**DATA TO PROCESS**
-- BEGIN --

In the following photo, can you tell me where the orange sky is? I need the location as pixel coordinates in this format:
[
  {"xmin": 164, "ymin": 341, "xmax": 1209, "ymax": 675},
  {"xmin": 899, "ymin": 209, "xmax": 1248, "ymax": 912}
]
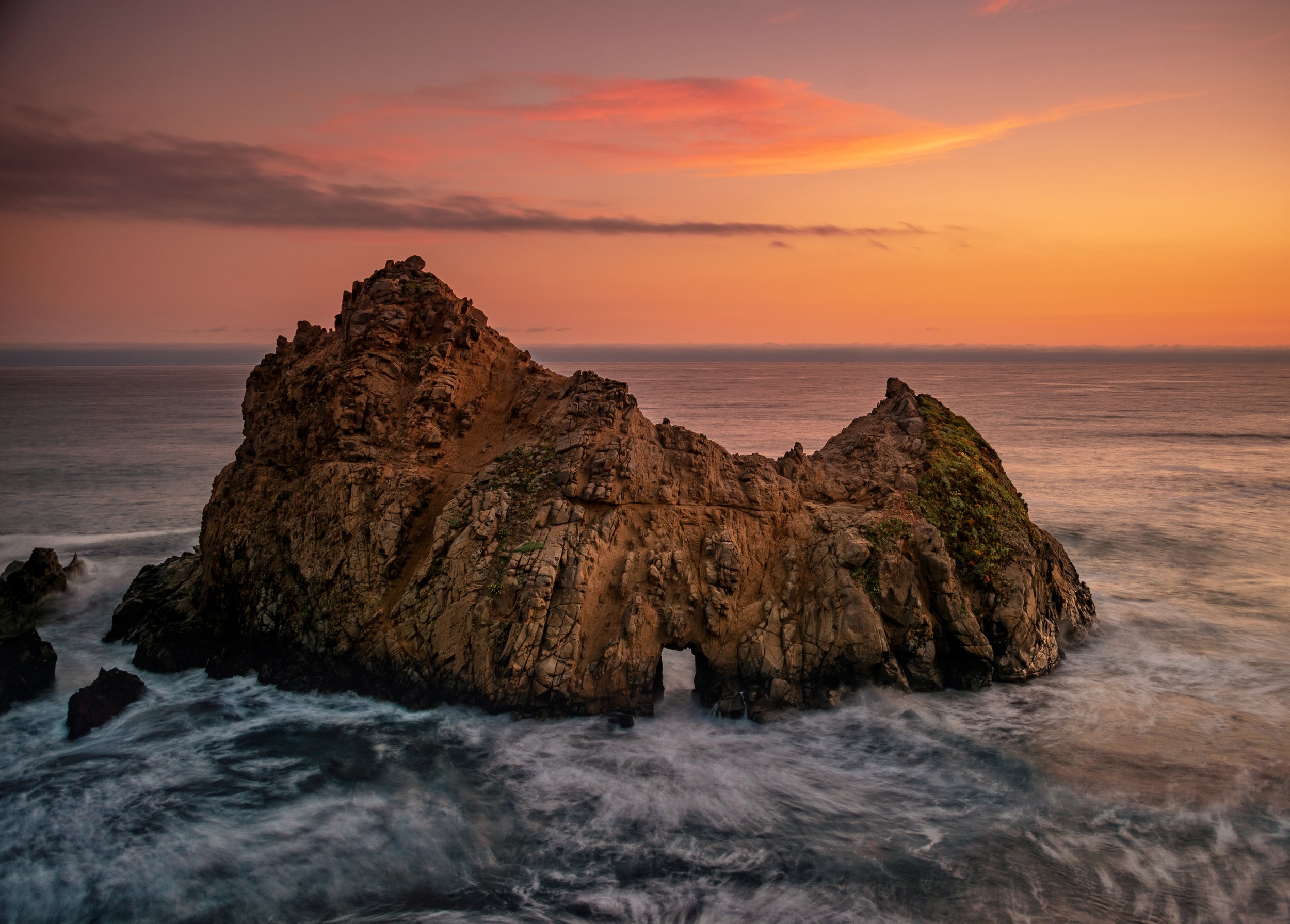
[{"xmin": 0, "ymin": 0, "xmax": 1290, "ymax": 346}]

-- END --

**EXERCISE DIRECTIONS**
Extract the text of the records above word for word, leaving out the pictures.

**RESULT OF THE EXERCISE**
In the following photo, can you tell me where the orange sky is? I need the location as pixel coordinates in this format:
[
  {"xmin": 164, "ymin": 341, "xmax": 1209, "ymax": 675},
  {"xmin": 899, "ymin": 209, "xmax": 1248, "ymax": 912}
]
[{"xmin": 0, "ymin": 0, "xmax": 1290, "ymax": 346}]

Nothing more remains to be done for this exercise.